(TESTO DI PARTENZA):
◆ ◆ ◆ ◆ ◆ ◆ ◆
Nei fatti quando qualcuno non c’è più, prendiamo in analisi un lutto, esperienza che più meno tutti avremo vissuto, a diversi livelli, da una parte dobbiamo gestire un vuoto, l’assenza, dall’altra provare a riempirlo con la memoria, andando quindi a costruire una sovrastruttura di ricordi, di accadimenti, capace di mantenere non solo vivo il pensiero di chi è morto, ma anche di renderlo in qualche modo attivo, capace cioè di seguire le nostre vicende umane assumendone di volta in volta la forma, a nostro beneficio.

Un lavoro complesso e assai difficile, fossi uno che invece che perdersi nei propri ragionamenti avesse in qualche modo studiato seriamente queste questioni ora saprei dirvi se è il subconscio o l’inconscio a entrare in campo, e giuro che non saprei neanche distinguere l’uno dall’altro, mi si parassero di fronte.
◆ ◆ ◆ ◆ ◆ ◆ ◆
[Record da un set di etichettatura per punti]

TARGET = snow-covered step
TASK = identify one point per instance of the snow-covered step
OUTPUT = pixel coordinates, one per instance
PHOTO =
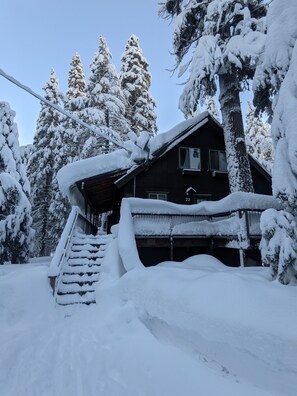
(80, 273)
(82, 269)
(88, 247)
(67, 299)
(73, 261)
(69, 288)
(87, 254)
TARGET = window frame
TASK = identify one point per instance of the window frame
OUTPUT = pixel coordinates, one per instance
(179, 159)
(210, 162)
(158, 193)
(197, 196)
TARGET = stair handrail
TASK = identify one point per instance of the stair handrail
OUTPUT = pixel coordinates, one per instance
(63, 247)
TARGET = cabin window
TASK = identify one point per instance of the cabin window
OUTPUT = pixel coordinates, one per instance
(217, 160)
(202, 197)
(158, 195)
(189, 158)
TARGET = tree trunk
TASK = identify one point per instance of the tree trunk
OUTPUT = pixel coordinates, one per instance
(240, 178)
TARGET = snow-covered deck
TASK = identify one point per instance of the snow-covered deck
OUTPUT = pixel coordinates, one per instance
(232, 222)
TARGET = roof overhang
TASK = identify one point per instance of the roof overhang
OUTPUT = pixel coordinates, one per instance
(98, 191)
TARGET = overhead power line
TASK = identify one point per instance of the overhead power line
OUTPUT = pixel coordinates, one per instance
(102, 131)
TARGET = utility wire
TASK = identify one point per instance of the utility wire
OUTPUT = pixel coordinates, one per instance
(95, 130)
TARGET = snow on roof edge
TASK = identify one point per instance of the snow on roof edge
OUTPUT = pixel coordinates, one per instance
(89, 167)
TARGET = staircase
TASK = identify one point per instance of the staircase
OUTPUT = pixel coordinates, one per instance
(80, 272)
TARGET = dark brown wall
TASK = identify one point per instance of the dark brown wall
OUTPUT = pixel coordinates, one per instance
(165, 176)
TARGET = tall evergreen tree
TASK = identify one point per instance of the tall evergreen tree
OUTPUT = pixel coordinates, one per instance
(105, 101)
(74, 102)
(42, 167)
(276, 90)
(258, 138)
(15, 210)
(68, 146)
(136, 81)
(227, 40)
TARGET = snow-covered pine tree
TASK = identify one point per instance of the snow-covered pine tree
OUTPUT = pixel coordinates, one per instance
(69, 144)
(211, 107)
(16, 233)
(276, 82)
(258, 138)
(105, 101)
(75, 102)
(136, 81)
(42, 169)
(26, 152)
(227, 39)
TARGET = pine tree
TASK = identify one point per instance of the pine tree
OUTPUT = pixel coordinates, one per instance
(258, 138)
(15, 210)
(227, 41)
(136, 81)
(26, 152)
(275, 87)
(211, 107)
(105, 101)
(69, 145)
(42, 167)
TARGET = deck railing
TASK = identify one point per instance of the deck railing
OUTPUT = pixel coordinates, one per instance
(245, 220)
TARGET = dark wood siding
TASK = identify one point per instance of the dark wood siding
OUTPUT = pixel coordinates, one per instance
(165, 175)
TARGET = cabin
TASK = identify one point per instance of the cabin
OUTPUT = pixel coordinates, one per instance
(185, 166)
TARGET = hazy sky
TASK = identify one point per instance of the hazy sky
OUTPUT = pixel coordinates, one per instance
(38, 35)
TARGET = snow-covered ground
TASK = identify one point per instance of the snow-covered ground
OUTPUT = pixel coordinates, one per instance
(192, 328)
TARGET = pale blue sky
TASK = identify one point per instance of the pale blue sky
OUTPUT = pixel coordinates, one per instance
(37, 35)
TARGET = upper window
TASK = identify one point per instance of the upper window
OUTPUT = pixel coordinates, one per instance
(189, 158)
(217, 160)
(154, 195)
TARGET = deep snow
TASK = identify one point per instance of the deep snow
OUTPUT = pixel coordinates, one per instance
(192, 328)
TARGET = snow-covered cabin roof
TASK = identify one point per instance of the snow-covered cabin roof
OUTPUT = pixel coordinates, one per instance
(105, 171)
(121, 160)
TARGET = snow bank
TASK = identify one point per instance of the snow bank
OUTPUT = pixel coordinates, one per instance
(192, 328)
(232, 317)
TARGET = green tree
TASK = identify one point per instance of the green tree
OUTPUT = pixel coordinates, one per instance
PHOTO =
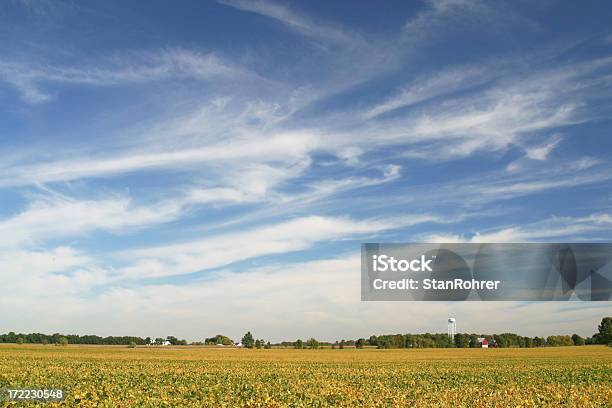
(578, 341)
(462, 340)
(312, 343)
(247, 340)
(604, 335)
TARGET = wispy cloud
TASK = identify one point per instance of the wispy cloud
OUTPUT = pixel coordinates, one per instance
(588, 228)
(294, 21)
(220, 250)
(30, 79)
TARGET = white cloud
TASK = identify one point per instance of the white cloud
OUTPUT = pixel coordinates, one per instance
(54, 217)
(220, 250)
(294, 21)
(324, 294)
(555, 228)
(541, 152)
(171, 63)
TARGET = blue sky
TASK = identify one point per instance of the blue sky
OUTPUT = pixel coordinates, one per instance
(212, 167)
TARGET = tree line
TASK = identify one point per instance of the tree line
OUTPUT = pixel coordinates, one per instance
(427, 340)
(57, 338)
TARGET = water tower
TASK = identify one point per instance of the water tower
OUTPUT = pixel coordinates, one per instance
(452, 328)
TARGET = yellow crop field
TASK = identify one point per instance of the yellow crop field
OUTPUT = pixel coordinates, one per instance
(185, 377)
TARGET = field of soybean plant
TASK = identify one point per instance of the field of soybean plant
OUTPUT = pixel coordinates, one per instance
(99, 376)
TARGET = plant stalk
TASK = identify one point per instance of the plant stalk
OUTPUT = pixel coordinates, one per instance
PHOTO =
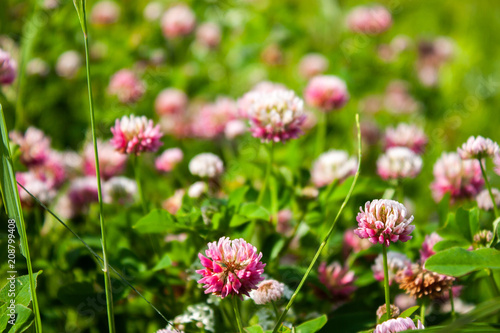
(325, 239)
(488, 186)
(386, 283)
(107, 279)
(267, 176)
(237, 313)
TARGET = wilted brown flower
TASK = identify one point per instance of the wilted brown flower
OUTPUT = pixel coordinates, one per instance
(419, 282)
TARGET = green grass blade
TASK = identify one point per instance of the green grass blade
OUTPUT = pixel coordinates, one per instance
(12, 204)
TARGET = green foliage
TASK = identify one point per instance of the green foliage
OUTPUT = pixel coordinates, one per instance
(458, 261)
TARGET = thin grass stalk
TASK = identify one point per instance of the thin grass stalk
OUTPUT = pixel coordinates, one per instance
(327, 236)
(12, 204)
(98, 258)
(107, 280)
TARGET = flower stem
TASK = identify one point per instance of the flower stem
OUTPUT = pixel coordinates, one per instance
(321, 137)
(386, 283)
(488, 186)
(493, 284)
(452, 303)
(237, 313)
(422, 312)
(107, 280)
(325, 239)
(268, 174)
(137, 172)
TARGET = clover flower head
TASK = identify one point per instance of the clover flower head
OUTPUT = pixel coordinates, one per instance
(384, 221)
(461, 178)
(398, 325)
(478, 147)
(134, 135)
(206, 165)
(232, 267)
(326, 92)
(399, 162)
(276, 115)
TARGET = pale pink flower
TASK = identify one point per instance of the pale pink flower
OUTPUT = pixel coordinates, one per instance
(167, 161)
(461, 178)
(33, 145)
(42, 190)
(404, 301)
(484, 199)
(398, 100)
(171, 101)
(68, 64)
(247, 100)
(232, 267)
(313, 64)
(197, 189)
(235, 128)
(478, 147)
(338, 280)
(206, 165)
(395, 262)
(384, 221)
(174, 203)
(399, 162)
(105, 12)
(276, 116)
(428, 245)
(177, 21)
(120, 190)
(8, 68)
(208, 34)
(405, 135)
(371, 20)
(111, 162)
(398, 325)
(125, 85)
(331, 166)
(211, 119)
(496, 160)
(326, 92)
(134, 135)
(153, 11)
(268, 291)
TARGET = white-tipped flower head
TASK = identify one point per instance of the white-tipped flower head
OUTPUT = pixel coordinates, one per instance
(478, 147)
(333, 165)
(206, 165)
(276, 115)
(399, 162)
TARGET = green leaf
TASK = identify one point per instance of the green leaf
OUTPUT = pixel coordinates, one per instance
(237, 196)
(312, 326)
(164, 262)
(24, 319)
(409, 312)
(157, 221)
(254, 329)
(253, 211)
(458, 261)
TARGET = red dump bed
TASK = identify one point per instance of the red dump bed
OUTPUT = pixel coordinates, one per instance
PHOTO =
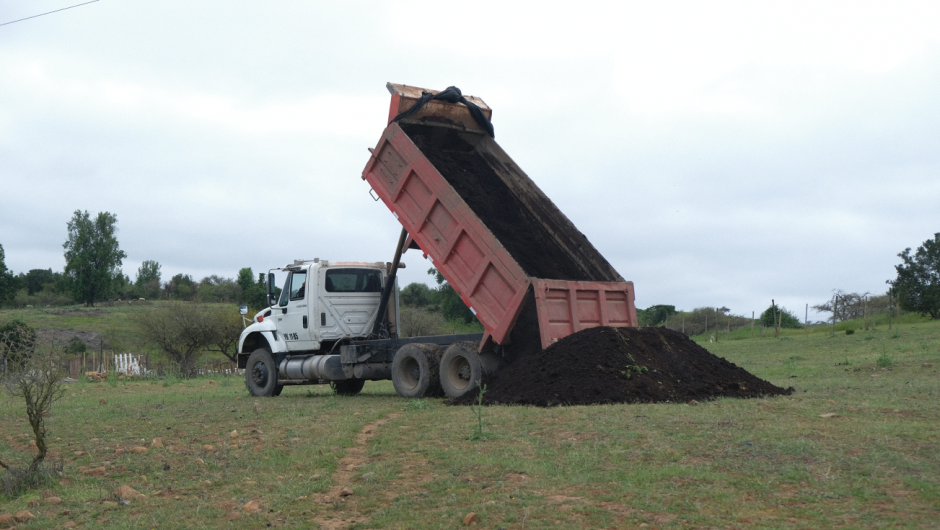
(488, 228)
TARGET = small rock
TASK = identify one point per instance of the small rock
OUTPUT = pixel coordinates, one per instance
(128, 493)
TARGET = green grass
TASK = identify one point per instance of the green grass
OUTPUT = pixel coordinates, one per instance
(772, 463)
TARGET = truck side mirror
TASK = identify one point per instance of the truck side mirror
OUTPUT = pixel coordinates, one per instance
(271, 288)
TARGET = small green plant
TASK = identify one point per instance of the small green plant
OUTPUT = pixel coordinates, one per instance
(75, 346)
(111, 378)
(633, 368)
(789, 364)
(478, 410)
(885, 360)
(418, 404)
(171, 377)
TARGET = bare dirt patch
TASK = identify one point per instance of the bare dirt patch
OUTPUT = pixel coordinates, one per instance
(61, 338)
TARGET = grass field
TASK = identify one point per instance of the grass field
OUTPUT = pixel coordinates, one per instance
(856, 446)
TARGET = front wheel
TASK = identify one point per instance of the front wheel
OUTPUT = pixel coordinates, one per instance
(261, 374)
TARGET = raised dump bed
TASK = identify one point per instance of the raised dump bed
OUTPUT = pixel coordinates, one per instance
◆ ◆ ◆ ◆ ◆ ◆ ◆
(ESERCIZI PROPOSTI):
#1 Trascrivi dal testo sul lutto e la memoria il passo che inizia con "Un lavoro complesso" e termina con "parassero di fronte.".
#2 Prosegui il testo sul lutto e la memoria a partire dalla sua ultima frase.
Questo materiale proviene da un'altra fonte.

(SOLUZIONI DEGLI ESERCIZI):
#1
Un lavoro complesso e assai difficile, fossi uno che invece che perdersi nei propri ragionamenti avesse in qualche modo studiato seriamente queste questioni ora saprei dirvi se è il subconscio o l’inconscio a entrare in campo, e giuro che non saprei neanche distinguere l’uno dall’altro, mi si parassero di fronte.

#2
So solo che è per questo che quando muore qualcuno di famoso, che è il titolo di una bellissima striscia di Zerocalcare, dove però si affrontano più che altro le vicende legate ai social, a riguardo, si tende a soffrirne come fosse una persona che conoscevamo nella vita di tutti i giorni, conoscevamo nel senso che anche lui, il morto, conosceva noi, perché è chiaro che se quando muore qualcuno di famoso, togliendo proprio i casi toccati da Zerocalcare, cioè quelli nei quali elaboriamo un lutto pret-a-porter sui social, ignorando totalmente di chi si stia in realtà parlando, vuol dire che noi il morto lo conoscevamo, ne conoscevamo le opere, lo avevamo amato, ne sentiremo la mancanza, ma lui non conosceva noi, era il nome sulla copertina di un libro o di un disco, o sui titoli di coda di un film, non un nostro amico o conoscente, e io so solo che è per questo che quando muore qualcuno di famoso, qualcuno che noi conosciamo in quel senso lì, ne conosciamo la parte “pubblica”, tendiamo a trattare la cosa come un lutto personale, perché sappiamo che da quel momento in poi non sarà più possibile incontrarlo in quel che faceva, libri, dischi o quel che è, andando così a creare una prospettiva di assenza paragonabile a quella che un morto a noi vicino porterà nella nostra vita fisica, quotidiana.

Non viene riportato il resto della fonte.